▶ Work instruction:
Your answer should be the lines below from the one holding "Need: a point on each instance of the wooden pergola" through the one holding "Target: blue sun lounger", copied exactly and with nothing else.

= = =

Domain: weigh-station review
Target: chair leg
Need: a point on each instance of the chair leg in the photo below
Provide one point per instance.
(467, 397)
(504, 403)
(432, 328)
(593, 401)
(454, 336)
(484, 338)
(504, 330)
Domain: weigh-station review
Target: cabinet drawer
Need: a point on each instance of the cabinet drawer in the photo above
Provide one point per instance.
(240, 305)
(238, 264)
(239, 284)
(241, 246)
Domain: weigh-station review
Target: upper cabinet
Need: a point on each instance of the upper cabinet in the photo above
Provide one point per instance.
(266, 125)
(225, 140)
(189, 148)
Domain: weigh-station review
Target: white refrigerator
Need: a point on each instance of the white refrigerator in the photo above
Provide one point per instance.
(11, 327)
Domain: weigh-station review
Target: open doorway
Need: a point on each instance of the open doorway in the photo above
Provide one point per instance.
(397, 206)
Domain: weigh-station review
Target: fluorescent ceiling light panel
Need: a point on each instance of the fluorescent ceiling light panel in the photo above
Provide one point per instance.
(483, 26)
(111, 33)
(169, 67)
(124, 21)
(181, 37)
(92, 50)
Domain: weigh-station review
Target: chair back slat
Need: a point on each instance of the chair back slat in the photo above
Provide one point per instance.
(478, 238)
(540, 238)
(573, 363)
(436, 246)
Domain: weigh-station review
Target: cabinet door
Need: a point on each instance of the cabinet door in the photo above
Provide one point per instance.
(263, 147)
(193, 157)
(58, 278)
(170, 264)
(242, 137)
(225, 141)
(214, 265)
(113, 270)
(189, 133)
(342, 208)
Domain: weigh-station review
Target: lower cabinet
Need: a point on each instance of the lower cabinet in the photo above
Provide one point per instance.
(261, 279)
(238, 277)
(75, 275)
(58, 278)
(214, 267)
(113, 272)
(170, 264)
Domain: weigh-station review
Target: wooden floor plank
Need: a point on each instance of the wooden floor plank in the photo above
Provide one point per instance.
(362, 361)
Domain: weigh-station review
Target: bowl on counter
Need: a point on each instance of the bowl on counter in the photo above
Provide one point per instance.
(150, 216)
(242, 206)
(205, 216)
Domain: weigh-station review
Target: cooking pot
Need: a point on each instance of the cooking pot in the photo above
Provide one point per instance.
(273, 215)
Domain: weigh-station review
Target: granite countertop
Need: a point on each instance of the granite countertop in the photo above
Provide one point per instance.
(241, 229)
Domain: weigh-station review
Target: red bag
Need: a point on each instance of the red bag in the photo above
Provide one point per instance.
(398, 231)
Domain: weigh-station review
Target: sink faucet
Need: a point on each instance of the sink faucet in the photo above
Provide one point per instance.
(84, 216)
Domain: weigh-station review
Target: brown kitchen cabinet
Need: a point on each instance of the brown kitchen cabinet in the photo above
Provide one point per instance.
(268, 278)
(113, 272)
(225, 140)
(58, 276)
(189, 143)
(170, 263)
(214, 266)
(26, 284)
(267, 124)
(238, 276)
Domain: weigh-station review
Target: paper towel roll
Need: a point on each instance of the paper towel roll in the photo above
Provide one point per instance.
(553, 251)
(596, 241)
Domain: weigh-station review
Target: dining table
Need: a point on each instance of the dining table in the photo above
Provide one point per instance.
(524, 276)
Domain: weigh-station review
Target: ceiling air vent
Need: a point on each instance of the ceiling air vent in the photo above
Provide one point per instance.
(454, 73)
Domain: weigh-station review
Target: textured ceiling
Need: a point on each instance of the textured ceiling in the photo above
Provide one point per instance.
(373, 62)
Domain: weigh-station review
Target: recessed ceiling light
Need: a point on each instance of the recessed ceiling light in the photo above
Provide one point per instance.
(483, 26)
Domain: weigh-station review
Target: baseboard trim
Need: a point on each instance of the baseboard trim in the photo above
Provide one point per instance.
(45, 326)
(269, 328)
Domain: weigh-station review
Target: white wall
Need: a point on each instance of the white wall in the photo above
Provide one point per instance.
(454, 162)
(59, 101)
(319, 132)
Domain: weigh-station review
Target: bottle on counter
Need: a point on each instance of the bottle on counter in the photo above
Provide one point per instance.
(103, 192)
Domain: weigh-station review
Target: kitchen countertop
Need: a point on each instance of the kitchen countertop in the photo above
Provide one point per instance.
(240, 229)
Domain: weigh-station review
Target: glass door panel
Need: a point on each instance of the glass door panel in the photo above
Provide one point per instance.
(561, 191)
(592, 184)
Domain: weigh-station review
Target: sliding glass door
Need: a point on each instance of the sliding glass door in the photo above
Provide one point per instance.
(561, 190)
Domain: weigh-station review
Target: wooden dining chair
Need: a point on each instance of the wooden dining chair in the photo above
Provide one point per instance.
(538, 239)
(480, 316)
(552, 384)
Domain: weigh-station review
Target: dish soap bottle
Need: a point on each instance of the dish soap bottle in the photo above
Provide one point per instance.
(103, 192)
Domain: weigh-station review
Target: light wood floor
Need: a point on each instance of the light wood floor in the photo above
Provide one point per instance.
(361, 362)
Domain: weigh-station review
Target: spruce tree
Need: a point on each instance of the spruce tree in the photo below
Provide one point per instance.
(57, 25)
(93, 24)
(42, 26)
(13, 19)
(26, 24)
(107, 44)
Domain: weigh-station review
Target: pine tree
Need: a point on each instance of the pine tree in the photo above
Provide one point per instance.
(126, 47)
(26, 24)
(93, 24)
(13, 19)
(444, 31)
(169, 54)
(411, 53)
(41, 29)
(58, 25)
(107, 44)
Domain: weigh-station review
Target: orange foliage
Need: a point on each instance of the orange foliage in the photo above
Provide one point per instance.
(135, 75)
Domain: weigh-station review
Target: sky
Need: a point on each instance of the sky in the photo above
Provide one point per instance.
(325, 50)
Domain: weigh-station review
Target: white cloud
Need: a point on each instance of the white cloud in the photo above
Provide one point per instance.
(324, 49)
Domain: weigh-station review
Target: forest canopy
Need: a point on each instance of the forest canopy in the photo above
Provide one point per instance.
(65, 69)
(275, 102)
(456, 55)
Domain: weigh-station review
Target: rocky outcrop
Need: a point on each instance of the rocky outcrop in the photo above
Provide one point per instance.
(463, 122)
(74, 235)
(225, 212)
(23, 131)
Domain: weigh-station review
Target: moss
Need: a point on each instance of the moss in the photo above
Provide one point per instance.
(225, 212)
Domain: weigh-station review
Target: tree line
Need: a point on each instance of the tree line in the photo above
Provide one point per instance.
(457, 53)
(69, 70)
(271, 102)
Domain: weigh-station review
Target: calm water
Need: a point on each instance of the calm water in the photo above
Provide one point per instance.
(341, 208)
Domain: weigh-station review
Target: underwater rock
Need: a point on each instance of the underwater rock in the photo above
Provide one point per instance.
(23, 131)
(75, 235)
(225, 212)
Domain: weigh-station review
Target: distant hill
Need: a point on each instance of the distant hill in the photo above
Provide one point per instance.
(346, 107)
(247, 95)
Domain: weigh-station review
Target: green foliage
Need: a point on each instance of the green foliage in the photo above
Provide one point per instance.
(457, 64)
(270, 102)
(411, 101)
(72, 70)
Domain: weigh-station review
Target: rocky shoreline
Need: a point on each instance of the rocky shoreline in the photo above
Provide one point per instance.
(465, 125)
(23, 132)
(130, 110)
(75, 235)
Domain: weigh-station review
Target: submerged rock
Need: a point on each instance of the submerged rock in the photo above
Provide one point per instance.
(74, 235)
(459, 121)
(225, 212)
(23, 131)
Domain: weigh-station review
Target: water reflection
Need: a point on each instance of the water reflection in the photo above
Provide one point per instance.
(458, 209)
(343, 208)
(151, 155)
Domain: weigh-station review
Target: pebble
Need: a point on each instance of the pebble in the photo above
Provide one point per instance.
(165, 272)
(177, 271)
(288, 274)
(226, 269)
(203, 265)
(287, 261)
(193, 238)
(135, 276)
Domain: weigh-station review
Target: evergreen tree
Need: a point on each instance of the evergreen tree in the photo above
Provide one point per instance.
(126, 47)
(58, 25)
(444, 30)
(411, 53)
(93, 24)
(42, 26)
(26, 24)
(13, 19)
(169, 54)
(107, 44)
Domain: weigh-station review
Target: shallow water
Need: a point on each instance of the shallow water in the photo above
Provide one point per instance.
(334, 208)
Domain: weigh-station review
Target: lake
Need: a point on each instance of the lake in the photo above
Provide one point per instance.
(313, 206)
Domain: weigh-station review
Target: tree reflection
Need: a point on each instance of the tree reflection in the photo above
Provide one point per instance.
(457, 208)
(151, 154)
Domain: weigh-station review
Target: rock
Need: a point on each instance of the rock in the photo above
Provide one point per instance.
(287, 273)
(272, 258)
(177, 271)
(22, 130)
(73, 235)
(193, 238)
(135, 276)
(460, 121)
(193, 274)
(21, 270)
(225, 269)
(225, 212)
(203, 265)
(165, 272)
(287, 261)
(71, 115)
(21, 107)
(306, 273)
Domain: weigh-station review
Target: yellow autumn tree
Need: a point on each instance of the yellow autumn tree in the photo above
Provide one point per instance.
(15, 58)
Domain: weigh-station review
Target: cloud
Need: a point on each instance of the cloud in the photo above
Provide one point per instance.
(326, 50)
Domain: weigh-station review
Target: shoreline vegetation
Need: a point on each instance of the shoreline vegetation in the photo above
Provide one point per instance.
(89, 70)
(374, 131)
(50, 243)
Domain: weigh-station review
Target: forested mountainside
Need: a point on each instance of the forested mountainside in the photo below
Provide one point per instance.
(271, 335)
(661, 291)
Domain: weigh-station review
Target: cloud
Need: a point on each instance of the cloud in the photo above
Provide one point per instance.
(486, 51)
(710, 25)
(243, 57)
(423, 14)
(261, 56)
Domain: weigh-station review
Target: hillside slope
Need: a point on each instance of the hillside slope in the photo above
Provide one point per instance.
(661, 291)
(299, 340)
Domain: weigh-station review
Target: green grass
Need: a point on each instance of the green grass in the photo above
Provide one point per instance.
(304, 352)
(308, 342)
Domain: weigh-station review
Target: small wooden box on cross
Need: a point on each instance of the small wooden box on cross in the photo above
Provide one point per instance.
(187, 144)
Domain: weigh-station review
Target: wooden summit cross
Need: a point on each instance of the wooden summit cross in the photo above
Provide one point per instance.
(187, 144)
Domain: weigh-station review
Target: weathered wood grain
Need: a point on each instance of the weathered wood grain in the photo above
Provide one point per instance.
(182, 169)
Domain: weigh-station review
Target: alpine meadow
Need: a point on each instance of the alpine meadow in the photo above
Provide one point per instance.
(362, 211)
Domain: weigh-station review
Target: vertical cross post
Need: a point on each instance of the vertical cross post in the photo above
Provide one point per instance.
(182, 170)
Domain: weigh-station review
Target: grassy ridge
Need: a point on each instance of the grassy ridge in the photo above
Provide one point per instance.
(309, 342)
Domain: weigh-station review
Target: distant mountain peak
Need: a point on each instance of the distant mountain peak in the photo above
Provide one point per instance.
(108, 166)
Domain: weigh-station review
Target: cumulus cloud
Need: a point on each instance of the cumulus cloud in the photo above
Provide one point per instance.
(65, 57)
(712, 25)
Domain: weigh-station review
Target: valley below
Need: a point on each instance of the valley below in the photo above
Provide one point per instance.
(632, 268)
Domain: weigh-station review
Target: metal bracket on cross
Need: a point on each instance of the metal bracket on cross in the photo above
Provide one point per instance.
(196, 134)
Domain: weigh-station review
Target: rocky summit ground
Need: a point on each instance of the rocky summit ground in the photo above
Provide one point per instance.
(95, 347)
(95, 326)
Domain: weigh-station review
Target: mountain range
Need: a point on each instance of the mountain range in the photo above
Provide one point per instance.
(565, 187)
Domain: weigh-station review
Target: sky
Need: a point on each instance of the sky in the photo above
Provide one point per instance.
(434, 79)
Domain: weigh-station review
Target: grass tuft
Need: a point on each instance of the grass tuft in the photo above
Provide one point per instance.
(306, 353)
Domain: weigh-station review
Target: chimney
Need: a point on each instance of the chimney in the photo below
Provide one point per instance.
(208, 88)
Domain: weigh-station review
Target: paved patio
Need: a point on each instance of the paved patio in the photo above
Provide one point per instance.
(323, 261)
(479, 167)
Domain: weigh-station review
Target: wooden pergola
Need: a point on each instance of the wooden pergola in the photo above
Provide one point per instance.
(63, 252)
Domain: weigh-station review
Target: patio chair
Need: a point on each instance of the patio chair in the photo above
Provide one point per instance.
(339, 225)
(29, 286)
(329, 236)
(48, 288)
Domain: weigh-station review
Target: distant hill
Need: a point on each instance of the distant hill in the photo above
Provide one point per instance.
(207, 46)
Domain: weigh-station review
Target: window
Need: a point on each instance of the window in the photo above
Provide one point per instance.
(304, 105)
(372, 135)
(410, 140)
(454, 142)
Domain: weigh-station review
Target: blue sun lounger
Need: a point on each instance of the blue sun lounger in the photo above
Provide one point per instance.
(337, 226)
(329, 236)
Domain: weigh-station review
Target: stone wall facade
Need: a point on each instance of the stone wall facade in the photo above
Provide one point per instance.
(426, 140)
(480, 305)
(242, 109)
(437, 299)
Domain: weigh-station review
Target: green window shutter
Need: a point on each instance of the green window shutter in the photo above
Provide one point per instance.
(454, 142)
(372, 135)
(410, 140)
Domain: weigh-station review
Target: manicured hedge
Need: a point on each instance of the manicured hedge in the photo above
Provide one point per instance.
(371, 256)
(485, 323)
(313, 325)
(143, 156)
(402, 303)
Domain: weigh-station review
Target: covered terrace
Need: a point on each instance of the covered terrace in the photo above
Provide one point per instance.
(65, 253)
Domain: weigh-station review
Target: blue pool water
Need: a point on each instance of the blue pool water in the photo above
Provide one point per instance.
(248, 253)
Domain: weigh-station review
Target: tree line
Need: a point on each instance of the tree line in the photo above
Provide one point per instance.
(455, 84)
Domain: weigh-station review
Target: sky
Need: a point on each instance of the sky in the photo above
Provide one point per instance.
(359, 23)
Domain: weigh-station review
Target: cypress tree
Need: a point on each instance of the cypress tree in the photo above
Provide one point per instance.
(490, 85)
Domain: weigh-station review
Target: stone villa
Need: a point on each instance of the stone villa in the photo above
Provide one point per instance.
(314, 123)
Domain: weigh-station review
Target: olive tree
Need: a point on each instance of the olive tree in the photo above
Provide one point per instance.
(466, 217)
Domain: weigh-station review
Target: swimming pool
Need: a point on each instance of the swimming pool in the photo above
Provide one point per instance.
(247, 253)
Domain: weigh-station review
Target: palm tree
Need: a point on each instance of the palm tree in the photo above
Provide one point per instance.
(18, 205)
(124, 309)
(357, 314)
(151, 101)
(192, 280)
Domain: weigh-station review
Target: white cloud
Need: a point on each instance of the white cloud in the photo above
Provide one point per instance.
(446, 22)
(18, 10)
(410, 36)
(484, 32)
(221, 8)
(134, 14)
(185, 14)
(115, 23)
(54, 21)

= = =

▶ Written response:
Need: a point on each instance of the wooden pergola in the photo above
Provide one point per instance.
(63, 252)
Domain: weigh-station review
Target: patio chair
Need: a point on each instance of the patio chair in the photo above
Provide one point per instance.
(339, 225)
(29, 286)
(329, 236)
(48, 288)
Domain: weigh-station review
Target: distant hill
Need: a point on each instance of the distant hill in the photo above
Provide one point per instance.
(207, 46)
Domain: weigh-station review
Target: window
Need: a point on each instance of the window in the photo above
Provide one point per instance.
(304, 105)
(372, 135)
(410, 140)
(454, 142)
Domain: weigh-station review
Target: blue sun lounger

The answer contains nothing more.